#### Directions for this task:
Copy the items below verbatim, from the line containing "Please locate the store" through the line containing "[557,251,626,341]", including both of those lines.

#### The input:
━━━━━━━━━━━━━━━━━━━━
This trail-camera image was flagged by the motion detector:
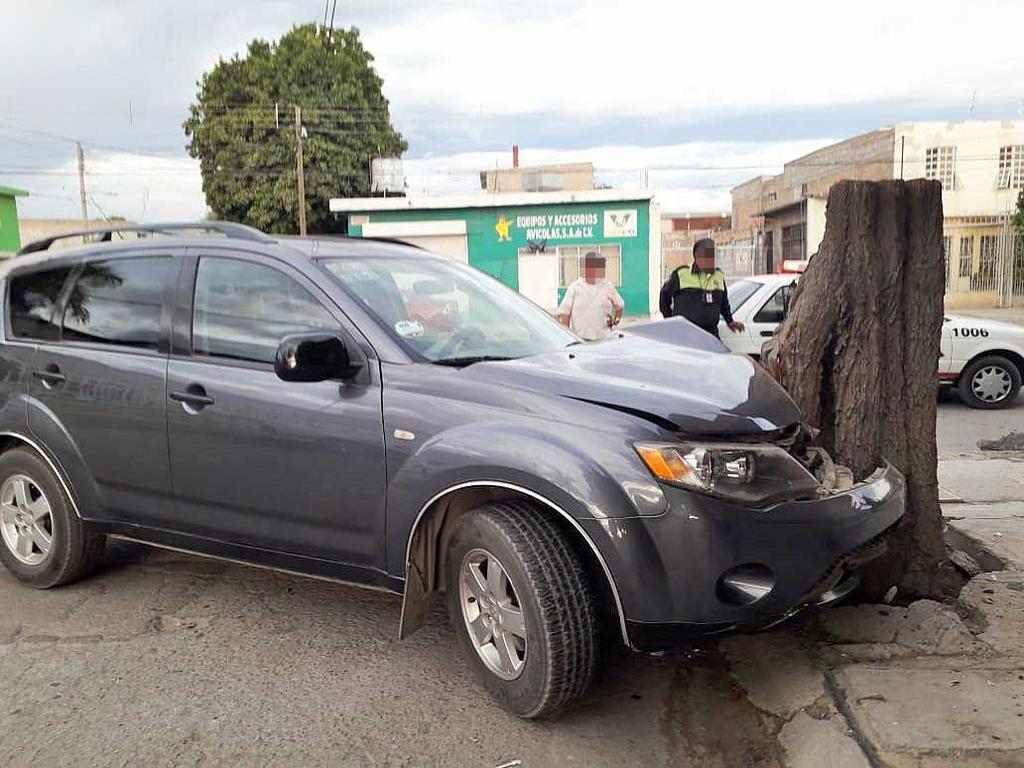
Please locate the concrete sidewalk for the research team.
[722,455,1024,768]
━━━━━━━━━━━━━━━━━━━━
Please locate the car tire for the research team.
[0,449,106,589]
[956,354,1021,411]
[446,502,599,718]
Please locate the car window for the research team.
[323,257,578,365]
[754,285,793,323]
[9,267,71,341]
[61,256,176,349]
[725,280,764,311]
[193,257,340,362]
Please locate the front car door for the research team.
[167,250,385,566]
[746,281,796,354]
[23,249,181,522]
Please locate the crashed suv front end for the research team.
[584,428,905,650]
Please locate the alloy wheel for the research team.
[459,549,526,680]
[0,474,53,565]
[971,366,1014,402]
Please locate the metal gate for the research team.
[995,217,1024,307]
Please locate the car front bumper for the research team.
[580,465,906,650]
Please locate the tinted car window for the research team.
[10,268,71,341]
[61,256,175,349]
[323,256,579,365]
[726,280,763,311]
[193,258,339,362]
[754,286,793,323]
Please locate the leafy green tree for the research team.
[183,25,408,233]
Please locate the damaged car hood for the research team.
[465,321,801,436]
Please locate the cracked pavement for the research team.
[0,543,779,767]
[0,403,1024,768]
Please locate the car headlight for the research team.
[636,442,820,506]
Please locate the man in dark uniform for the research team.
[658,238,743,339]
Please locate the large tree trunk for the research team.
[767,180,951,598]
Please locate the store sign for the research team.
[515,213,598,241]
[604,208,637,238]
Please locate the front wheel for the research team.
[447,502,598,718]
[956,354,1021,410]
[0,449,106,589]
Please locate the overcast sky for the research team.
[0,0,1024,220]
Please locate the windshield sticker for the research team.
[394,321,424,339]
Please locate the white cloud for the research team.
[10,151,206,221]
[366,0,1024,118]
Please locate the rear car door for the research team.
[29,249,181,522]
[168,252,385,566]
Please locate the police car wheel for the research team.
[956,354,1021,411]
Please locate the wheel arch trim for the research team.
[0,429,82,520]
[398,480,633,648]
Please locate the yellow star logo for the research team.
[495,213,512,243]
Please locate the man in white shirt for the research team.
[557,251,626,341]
━━━━━━━━━━━━━━━━━━━━
#### Expected answer:
Please locate the store sign for the research team.
[515,213,598,241]
[604,208,637,238]
Please locate the front wheel for the research team.
[447,502,598,718]
[956,354,1021,410]
[0,449,106,589]
Please locate the overcast sky for the research team.
[0,0,1024,220]
Please locate the windshield sticker for the research team.
[394,321,424,339]
Please locate the white cloud for the research team.
[10,151,206,221]
[366,0,1024,118]
Please locate the rear car door for the research team.
[29,249,181,522]
[168,252,385,566]
Please locate the police car wheel for the research team.
[956,354,1021,411]
Please locate the wheel arch trim for the research team.
[0,429,82,520]
[398,480,633,648]
Please locate the yellow star logo for the research team.
[495,213,512,243]
Please locate the man in white shirt for the research team.
[557,251,626,341]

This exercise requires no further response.